▶ **EXERCISE MATERIAL**:
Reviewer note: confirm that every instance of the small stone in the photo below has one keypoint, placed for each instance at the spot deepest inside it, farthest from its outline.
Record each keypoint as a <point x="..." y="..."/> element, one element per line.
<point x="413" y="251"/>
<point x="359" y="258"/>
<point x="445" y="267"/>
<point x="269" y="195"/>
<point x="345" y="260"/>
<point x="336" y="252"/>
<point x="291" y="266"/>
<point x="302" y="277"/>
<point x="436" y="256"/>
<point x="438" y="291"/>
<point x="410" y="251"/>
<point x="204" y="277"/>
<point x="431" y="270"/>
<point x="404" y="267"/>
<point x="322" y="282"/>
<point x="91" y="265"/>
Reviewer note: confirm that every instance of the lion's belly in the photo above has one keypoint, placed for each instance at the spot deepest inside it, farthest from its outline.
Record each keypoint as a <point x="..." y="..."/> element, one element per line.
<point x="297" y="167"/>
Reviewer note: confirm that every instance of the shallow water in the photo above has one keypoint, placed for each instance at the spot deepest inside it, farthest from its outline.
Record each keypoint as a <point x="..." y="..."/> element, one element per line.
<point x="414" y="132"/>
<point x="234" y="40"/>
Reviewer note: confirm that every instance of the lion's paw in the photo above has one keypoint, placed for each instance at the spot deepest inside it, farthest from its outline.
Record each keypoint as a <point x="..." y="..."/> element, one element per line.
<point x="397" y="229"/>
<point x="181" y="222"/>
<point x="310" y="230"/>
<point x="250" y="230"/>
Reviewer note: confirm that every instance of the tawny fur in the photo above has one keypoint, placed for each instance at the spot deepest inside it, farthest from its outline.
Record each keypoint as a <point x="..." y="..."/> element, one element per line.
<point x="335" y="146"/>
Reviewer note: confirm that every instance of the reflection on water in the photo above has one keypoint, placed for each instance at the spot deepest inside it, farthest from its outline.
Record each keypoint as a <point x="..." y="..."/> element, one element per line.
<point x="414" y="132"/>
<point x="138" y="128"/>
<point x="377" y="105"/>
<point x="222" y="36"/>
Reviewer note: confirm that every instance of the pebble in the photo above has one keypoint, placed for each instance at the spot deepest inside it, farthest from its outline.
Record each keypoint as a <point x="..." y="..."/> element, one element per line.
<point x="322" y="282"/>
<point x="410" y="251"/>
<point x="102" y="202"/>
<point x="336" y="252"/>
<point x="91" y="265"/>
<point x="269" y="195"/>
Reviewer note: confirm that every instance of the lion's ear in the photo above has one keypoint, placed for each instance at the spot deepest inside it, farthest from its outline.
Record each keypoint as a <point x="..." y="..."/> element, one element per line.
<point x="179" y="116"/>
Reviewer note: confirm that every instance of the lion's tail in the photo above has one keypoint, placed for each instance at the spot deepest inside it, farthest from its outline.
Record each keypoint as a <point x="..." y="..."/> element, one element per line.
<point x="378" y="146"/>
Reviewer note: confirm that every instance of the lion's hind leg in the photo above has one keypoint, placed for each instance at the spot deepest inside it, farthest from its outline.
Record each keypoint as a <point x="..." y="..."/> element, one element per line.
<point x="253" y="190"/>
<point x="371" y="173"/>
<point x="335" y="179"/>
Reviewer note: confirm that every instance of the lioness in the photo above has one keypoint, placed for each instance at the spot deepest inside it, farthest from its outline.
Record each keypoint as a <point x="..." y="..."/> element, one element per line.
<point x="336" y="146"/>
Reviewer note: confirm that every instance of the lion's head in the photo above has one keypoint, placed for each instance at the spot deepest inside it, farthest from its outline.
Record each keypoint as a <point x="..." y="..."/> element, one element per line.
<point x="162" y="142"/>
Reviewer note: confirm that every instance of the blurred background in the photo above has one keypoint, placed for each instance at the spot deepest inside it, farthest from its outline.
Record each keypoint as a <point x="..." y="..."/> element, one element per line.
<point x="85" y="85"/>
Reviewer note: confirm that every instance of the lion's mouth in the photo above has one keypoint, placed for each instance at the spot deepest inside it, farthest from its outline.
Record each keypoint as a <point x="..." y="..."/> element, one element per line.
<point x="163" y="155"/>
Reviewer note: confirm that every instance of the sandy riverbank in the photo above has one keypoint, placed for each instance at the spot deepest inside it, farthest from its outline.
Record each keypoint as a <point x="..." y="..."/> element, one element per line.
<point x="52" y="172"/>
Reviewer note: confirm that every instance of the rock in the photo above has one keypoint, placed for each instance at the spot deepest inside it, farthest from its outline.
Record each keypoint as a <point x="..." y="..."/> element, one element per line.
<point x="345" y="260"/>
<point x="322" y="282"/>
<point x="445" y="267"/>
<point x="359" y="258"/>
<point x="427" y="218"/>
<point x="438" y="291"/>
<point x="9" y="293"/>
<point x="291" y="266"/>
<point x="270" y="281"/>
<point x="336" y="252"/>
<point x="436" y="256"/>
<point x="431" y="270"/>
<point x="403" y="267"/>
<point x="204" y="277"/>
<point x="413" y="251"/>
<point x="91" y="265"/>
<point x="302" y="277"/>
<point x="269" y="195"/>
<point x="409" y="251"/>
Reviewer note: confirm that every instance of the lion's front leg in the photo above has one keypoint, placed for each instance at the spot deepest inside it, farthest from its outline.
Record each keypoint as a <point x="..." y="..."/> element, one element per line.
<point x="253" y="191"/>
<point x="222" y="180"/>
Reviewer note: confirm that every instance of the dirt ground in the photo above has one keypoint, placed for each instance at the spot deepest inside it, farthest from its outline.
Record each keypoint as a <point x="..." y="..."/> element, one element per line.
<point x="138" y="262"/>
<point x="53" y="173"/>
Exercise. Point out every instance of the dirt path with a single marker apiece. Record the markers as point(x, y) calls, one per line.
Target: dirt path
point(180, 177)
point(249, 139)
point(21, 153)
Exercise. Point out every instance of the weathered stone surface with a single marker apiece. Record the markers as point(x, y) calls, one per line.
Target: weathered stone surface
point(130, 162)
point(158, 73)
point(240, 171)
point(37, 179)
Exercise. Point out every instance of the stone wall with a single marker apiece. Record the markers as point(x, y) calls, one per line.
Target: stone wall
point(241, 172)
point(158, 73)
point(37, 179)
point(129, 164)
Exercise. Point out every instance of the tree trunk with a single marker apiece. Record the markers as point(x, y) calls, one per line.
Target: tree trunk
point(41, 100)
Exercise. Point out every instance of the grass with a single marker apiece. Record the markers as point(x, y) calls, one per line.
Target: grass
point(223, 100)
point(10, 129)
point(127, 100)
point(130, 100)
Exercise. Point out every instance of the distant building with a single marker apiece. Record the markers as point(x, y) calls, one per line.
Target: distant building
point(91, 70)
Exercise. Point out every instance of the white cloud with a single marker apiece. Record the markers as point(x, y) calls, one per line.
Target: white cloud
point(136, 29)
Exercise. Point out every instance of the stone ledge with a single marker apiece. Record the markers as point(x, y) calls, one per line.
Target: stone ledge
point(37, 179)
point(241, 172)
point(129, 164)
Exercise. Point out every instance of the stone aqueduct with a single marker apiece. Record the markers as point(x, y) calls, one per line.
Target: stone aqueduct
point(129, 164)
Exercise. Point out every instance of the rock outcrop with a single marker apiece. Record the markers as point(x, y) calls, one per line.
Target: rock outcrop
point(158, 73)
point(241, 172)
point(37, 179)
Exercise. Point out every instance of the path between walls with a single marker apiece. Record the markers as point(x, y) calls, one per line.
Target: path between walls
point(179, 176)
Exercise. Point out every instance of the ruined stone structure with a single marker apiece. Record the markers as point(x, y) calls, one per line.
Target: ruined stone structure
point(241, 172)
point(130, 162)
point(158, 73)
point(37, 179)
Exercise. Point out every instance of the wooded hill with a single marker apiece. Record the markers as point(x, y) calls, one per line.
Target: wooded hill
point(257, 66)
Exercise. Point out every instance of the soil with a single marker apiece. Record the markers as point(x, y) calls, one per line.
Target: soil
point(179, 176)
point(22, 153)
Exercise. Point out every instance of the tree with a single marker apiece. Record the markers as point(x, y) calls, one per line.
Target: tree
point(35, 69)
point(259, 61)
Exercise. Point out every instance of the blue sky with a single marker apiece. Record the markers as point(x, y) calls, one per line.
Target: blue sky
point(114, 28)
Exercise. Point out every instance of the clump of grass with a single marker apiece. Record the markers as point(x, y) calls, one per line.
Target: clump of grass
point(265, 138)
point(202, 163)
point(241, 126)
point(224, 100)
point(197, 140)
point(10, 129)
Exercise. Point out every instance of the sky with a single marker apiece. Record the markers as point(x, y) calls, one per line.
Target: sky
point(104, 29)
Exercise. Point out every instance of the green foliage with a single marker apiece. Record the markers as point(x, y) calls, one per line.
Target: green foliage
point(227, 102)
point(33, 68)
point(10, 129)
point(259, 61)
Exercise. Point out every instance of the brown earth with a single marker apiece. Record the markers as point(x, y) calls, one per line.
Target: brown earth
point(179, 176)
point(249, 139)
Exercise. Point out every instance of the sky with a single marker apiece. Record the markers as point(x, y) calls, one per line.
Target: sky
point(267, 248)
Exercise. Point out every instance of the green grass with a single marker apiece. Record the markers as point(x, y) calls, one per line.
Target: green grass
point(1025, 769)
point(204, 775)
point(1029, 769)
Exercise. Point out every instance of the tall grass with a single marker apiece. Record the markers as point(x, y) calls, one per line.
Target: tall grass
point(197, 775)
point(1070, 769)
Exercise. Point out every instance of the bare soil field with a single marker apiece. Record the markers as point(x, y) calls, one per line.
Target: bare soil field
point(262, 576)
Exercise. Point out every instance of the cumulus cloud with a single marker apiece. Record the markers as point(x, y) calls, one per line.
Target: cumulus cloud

▶ **WHAT IS BEING ASKED**: The expected output is the lines from the one holding "Target: bare soil field" through the last line of the data, exactly as they appear, with nothing before or after.

▶ **OUTPUT**:
Target: bare soil field
point(262, 576)
Exercise. Point out every instance of the cumulus cloud with a single marker apiece. Record the markers as point(x, y) calls, one per line.
Target: cumulus cloud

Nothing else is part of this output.